• **Reading passage**
((

The Reality Czar Speaks

I have appointed myself as Reality Czar. Remember, reality stands independent of your whims, wishes, loves, hates, and apathy. Here are my first fourteen imperatives for straight thinking and reality apprehension. 

1. The laws of logic are unbending. They are necessary for thought and communication. You can break them, but they will break you. Learn what the law of noncontradiction is and abide by it.

2. You need rational arguments that appeal to logic and evidence to make a point count as knowledge.

3. To know something means you have a justified and true belief about it.

4. For a statement to be true, it must correspond to objective reality. You do not make a belief true by your own opinion, skin color, gender(s), passion, politics, power, or anything else. 

5. Learn the basic logical fallacies, such as false dichotomy, ad hominem, straw man, begging the question, and others, and avoid them. Expose them wherever you find them. 

6. Learn the basic means of argumentation: deduction, induction, and appeal to the best explanation. 

7. Read more than you watch.

8. Listen more than you talk.

9. Think more than you speak.

10. Pray for knowledge and wisdom.

11. Beware of clichés, factoids, and talking points.

12. If you hold to a position on religion, politics, or whatever, as yourself what the strongest objection to your position might be, Then try to refute it.

13. In discussions and writing, try to define and illustrate important terms in order to avoid ambiguity.

14. For any of your beliefs, determine how strongly you hold that belief and whether or not you have good reason to hold it in that manner. We may strongly hold some beliefs, not because of reason or evidence, but on the basis of feelings, tradition, or ego.

))

• **Exercises to complete**
[1] In the Reality Czar's list, what are the basic means of argumentation to learn?
[2] Do these statements agree with the Reality Czar's list? Answer yes or no for each and quote the words that decide it.
(a) It advises watching more than reading.
(b) It says knowing something means having a justified and true belief about it.
(c) It holds that passion or politics can make a belief true.

Point labeling examples
((

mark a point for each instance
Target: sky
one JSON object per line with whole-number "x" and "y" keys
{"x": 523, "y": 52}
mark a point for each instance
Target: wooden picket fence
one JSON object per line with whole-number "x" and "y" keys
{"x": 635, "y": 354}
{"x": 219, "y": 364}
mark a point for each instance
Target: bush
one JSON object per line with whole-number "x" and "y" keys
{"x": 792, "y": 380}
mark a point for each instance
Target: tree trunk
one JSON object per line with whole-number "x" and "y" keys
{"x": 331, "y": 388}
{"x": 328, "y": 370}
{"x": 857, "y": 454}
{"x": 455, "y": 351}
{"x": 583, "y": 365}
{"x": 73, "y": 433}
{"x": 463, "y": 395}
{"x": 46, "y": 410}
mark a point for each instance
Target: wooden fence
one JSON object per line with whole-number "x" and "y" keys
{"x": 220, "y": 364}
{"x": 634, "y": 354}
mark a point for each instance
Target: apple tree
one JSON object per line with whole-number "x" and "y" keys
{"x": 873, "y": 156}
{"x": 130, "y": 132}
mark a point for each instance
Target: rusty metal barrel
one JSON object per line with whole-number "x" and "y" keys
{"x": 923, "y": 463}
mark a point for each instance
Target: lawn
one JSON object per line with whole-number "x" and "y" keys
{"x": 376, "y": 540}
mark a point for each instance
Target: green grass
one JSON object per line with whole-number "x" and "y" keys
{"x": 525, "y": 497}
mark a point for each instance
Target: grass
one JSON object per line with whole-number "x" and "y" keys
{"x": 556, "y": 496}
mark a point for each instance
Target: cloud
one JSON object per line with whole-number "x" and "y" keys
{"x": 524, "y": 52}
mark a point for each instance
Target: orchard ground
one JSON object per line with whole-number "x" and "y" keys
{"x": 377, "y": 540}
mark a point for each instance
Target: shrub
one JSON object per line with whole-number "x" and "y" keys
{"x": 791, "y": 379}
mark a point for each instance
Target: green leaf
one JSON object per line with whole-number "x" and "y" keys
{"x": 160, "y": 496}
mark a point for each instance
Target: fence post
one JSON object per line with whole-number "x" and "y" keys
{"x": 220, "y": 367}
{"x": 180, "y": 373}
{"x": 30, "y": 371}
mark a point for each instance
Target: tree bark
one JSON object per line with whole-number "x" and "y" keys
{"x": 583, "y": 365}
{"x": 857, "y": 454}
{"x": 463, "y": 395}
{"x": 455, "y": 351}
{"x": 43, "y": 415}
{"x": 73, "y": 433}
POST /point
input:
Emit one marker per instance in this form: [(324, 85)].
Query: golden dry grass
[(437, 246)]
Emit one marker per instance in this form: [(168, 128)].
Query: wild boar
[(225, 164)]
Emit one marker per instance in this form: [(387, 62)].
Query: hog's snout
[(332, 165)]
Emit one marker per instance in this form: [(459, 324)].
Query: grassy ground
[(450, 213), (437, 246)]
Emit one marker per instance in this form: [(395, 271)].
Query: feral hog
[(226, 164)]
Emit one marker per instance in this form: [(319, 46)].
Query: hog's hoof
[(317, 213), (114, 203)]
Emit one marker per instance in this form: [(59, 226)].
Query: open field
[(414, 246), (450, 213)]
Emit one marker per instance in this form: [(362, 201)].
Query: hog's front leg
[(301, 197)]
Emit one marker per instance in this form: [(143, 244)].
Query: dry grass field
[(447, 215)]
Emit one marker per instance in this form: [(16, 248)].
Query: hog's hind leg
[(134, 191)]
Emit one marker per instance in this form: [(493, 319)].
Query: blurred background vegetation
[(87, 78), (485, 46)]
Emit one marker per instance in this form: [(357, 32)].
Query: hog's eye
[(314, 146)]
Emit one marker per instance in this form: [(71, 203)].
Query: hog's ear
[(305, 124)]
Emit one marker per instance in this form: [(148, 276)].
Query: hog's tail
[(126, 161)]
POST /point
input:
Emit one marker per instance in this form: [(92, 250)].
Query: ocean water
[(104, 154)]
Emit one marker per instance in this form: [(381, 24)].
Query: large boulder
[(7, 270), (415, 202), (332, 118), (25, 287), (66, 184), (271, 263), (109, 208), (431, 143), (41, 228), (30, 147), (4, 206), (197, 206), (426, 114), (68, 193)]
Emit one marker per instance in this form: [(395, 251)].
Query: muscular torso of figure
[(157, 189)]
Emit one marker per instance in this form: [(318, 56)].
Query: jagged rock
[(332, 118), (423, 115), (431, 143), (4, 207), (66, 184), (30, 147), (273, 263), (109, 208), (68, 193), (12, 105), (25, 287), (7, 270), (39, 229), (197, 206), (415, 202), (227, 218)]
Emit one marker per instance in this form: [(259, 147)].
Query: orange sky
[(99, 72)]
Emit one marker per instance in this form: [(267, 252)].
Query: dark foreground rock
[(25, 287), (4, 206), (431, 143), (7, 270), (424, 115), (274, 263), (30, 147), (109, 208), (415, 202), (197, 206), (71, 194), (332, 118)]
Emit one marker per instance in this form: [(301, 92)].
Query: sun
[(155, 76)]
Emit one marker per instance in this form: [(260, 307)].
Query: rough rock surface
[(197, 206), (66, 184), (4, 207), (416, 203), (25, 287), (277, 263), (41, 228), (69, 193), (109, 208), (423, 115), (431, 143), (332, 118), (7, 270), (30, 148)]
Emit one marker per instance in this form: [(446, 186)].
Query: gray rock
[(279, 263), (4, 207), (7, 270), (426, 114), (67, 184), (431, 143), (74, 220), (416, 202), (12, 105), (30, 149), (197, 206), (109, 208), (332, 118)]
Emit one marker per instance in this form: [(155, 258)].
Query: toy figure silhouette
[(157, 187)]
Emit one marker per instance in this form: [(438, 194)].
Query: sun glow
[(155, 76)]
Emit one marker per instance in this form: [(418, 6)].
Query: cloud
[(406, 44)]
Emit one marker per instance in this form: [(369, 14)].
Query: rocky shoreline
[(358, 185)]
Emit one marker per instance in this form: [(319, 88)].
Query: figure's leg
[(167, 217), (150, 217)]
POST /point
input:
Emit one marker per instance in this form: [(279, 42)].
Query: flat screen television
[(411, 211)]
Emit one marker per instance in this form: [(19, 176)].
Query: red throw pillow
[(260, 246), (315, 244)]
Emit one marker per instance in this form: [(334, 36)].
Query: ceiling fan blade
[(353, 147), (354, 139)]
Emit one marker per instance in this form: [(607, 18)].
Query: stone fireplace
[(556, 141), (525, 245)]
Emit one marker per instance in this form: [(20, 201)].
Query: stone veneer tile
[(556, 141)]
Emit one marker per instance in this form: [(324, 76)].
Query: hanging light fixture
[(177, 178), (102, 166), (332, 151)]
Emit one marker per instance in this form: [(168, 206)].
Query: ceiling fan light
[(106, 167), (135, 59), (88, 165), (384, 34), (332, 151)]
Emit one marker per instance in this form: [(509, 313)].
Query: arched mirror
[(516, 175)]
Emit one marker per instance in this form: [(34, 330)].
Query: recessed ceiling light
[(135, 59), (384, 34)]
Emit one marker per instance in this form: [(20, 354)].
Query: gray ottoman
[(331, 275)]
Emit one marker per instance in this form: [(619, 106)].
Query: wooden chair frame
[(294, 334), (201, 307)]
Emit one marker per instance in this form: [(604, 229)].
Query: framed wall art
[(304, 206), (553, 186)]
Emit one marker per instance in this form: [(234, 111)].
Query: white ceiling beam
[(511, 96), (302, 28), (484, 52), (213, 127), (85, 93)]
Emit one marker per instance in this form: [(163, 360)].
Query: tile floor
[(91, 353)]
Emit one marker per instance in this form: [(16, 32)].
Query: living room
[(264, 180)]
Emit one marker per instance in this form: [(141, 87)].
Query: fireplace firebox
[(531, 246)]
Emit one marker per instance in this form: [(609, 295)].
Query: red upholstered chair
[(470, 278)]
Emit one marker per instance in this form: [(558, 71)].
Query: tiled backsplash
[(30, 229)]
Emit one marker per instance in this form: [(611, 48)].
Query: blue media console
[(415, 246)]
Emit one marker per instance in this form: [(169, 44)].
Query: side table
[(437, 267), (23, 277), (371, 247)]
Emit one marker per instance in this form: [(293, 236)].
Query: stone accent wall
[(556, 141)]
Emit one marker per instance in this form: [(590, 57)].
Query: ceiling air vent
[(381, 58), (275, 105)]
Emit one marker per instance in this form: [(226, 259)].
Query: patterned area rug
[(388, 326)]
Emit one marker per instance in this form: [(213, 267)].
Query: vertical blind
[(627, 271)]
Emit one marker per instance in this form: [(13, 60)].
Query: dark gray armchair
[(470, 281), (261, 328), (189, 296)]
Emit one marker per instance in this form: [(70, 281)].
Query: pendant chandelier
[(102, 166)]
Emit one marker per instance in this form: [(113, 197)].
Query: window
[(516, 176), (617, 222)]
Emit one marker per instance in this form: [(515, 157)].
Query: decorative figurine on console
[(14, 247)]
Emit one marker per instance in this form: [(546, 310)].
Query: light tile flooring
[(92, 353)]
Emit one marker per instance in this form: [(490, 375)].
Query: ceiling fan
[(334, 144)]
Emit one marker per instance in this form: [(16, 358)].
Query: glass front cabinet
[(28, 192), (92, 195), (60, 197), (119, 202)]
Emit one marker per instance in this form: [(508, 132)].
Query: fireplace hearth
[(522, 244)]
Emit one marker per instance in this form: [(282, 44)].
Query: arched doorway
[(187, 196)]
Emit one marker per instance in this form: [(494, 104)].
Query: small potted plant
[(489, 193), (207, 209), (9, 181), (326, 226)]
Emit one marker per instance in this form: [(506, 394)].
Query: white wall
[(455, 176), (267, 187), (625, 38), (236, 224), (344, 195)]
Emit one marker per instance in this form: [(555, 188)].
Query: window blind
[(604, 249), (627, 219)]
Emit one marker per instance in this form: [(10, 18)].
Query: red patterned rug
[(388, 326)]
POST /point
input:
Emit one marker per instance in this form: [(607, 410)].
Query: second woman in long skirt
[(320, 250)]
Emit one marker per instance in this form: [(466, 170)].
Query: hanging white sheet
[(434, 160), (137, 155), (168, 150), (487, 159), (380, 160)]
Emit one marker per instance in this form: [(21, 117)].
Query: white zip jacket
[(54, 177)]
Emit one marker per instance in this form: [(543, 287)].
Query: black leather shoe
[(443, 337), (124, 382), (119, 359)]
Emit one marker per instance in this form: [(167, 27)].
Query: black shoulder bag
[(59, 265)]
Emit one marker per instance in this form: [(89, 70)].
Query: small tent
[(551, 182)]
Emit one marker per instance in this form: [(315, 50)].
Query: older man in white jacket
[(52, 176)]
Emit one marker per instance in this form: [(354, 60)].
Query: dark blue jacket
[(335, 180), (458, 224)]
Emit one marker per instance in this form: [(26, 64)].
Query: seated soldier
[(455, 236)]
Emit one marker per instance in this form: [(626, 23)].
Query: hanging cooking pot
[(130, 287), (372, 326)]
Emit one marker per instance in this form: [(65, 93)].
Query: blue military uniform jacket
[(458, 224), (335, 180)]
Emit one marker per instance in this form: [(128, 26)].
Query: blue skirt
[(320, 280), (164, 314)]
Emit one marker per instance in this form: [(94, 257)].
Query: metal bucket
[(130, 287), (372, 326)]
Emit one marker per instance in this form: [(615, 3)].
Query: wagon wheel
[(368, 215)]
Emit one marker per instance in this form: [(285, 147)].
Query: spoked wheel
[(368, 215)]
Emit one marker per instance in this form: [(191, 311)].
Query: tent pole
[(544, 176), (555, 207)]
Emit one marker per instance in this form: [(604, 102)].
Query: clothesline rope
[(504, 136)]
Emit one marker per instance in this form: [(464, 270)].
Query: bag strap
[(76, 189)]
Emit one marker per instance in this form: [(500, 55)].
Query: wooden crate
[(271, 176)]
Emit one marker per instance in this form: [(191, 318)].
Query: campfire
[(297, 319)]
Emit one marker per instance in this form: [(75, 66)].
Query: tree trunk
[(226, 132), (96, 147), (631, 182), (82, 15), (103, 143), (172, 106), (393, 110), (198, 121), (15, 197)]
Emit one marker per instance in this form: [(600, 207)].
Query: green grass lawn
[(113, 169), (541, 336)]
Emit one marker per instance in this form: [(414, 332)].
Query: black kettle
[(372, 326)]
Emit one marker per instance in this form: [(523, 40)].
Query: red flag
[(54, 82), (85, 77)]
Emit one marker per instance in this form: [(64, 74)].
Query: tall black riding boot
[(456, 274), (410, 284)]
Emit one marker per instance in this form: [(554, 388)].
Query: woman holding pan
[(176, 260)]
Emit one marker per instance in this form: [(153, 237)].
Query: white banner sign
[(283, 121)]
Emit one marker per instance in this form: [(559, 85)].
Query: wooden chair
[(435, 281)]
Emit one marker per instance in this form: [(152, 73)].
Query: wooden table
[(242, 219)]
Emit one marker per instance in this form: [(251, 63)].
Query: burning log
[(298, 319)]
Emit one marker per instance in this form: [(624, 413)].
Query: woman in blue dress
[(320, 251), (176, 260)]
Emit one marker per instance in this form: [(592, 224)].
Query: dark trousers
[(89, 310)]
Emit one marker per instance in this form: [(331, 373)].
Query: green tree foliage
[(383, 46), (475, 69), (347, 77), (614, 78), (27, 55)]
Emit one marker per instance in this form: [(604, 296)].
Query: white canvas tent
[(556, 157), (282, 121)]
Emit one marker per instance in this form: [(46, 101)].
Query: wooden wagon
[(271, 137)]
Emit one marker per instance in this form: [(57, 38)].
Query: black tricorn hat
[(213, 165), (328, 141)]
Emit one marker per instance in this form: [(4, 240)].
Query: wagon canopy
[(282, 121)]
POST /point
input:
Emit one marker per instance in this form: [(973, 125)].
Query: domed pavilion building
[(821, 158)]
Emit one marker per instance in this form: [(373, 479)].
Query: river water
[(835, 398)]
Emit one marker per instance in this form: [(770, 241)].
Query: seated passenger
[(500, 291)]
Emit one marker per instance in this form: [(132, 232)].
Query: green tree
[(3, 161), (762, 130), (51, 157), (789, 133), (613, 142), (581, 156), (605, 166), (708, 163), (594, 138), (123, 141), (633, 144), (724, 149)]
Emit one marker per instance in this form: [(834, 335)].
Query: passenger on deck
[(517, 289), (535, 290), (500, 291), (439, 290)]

))

• **Expected results**
[1] Deduction, induction, and appeal to the best explanation.

[2]
(a) No: "Read more than you watch."
(b) Yes: "To know something means you have a justified and true belief about it."
(c) No: "You do not make a belief true by your own opinion, skin color, gender(s), passion, politics, power, or anything else."